-- Start of DATA FOR THIS EXERCISE --

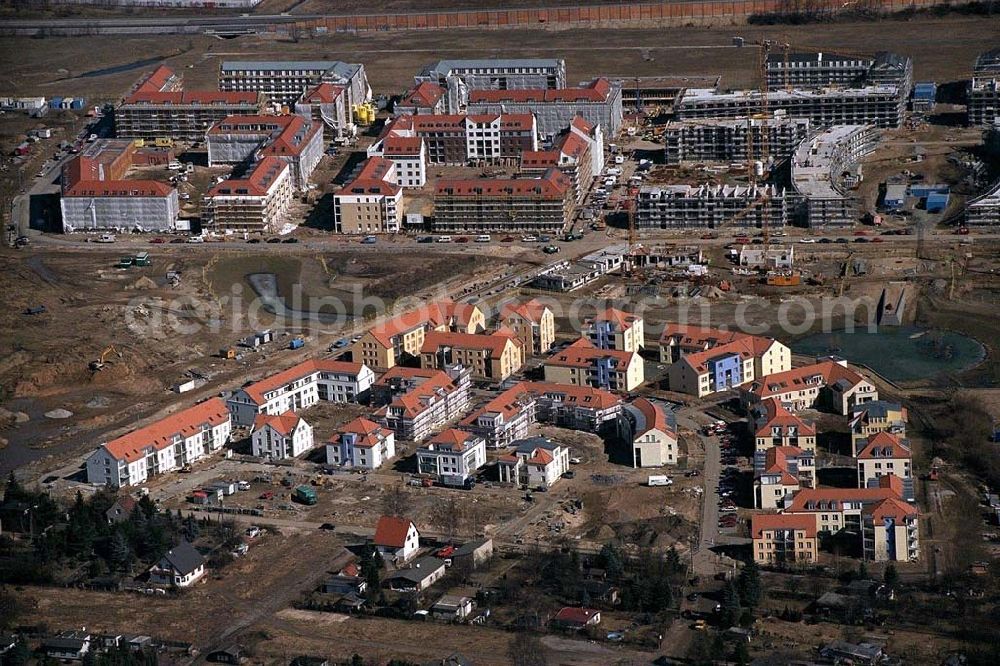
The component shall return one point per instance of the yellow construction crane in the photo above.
(103, 358)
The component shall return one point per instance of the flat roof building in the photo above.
(285, 81)
(824, 166)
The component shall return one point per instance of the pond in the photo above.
(901, 354)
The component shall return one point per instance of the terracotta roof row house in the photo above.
(300, 387)
(583, 364)
(829, 383)
(162, 446)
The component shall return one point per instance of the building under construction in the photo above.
(727, 139)
(824, 167)
(882, 106)
(160, 107)
(711, 206)
(533, 205)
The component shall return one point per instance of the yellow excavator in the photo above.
(99, 364)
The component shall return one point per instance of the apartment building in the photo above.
(615, 329)
(727, 139)
(711, 206)
(299, 388)
(728, 366)
(371, 202)
(650, 431)
(677, 340)
(96, 194)
(879, 105)
(983, 92)
(159, 107)
(828, 383)
(599, 103)
(293, 139)
(285, 81)
(459, 77)
(452, 457)
(840, 508)
(147, 205)
(536, 462)
(162, 446)
(773, 425)
(781, 538)
(408, 153)
(532, 322)
(422, 401)
(385, 345)
(257, 202)
(459, 139)
(886, 454)
(583, 364)
(822, 70)
(824, 169)
(361, 444)
(425, 98)
(327, 103)
(890, 531)
(505, 418)
(483, 205)
(779, 473)
(490, 358)
(280, 436)
(578, 152)
(874, 417)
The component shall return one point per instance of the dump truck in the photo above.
(304, 495)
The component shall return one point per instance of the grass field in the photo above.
(942, 49)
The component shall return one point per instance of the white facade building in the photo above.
(299, 387)
(361, 444)
(452, 456)
(281, 436)
(166, 445)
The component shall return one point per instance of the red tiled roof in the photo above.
(287, 134)
(395, 144)
(160, 434)
(424, 95)
(783, 521)
(653, 415)
(884, 445)
(495, 343)
(369, 433)
(552, 185)
(825, 372)
(118, 188)
(256, 183)
(697, 337)
(453, 439)
(839, 495)
(890, 508)
(257, 390)
(622, 320)
(777, 415)
(372, 179)
(582, 354)
(597, 91)
(283, 424)
(324, 93)
(391, 531)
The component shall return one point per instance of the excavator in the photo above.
(99, 364)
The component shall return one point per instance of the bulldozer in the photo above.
(98, 364)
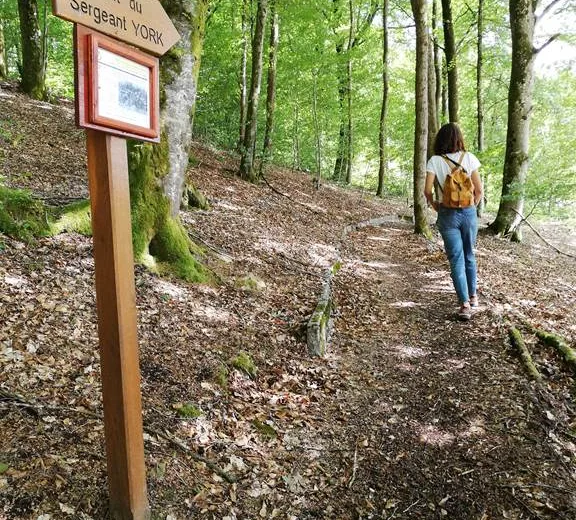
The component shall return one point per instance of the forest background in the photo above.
(342, 76)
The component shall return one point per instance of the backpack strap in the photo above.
(457, 164)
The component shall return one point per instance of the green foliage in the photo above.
(74, 217)
(21, 215)
(265, 430)
(244, 362)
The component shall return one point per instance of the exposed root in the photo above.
(519, 345)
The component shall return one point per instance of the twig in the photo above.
(525, 219)
(211, 465)
(20, 401)
(354, 467)
(288, 197)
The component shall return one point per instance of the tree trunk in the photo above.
(343, 153)
(296, 139)
(157, 172)
(3, 65)
(450, 52)
(349, 92)
(479, 105)
(33, 67)
(382, 134)
(317, 131)
(479, 71)
(243, 76)
(509, 217)
(419, 8)
(247, 170)
(433, 124)
(271, 91)
(437, 62)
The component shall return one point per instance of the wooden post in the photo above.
(116, 302)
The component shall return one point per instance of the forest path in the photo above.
(438, 418)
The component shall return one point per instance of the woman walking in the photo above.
(454, 171)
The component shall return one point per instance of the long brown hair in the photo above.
(449, 139)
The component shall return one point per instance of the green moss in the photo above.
(188, 411)
(250, 282)
(74, 217)
(244, 363)
(159, 240)
(265, 429)
(336, 267)
(22, 216)
(221, 377)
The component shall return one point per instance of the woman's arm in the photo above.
(477, 182)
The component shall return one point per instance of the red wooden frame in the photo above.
(87, 42)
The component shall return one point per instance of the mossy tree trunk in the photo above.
(157, 172)
(450, 53)
(247, 170)
(508, 219)
(419, 8)
(33, 81)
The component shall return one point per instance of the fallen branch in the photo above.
(17, 400)
(525, 219)
(179, 444)
(517, 342)
(275, 190)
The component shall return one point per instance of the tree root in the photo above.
(518, 343)
(553, 340)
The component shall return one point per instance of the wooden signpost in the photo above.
(117, 96)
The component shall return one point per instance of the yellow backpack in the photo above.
(458, 190)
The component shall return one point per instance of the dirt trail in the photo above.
(438, 418)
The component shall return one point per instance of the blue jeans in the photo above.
(459, 228)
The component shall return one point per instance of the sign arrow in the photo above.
(142, 23)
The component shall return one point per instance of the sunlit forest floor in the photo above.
(410, 415)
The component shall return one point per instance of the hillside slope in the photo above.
(410, 415)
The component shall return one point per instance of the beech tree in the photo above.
(33, 73)
(247, 170)
(419, 9)
(3, 66)
(271, 85)
(157, 172)
(382, 135)
(450, 53)
(516, 161)
(243, 80)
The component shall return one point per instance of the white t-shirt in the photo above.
(439, 167)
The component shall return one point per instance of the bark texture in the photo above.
(3, 64)
(419, 9)
(508, 219)
(157, 172)
(450, 53)
(382, 134)
(33, 80)
(247, 170)
(271, 87)
(243, 75)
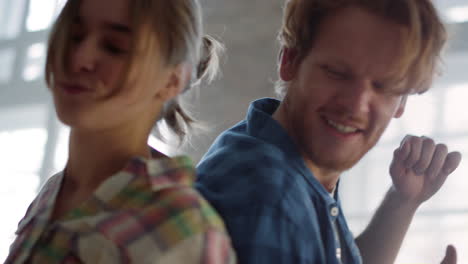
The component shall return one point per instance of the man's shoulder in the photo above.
(237, 157)
(235, 149)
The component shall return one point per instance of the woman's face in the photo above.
(92, 95)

-- End of DATA FOR THIS EXERCISE --

* REQUIRED WORK
Starting with the line that holds "t-shirt in the photo above." and continuing through the last of the lines, write them out again with "bark texture" swapped for "tree bark" and nothing else altered. Omit the pictures.

* EXERCISE RESULT
The component shall return one point per instance of the white t-shirt in the photo above.
(439, 167)
The component shall return one point per instance of the tree bark in the photo above.
(3, 64)
(419, 9)
(508, 219)
(157, 172)
(450, 53)
(382, 134)
(33, 80)
(247, 170)
(271, 87)
(243, 75)
The component shall return one point per instance of the man's shoulder in the photo above.
(237, 157)
(235, 149)
The component shall return one point per instance of the woman's face in the photo above.
(92, 95)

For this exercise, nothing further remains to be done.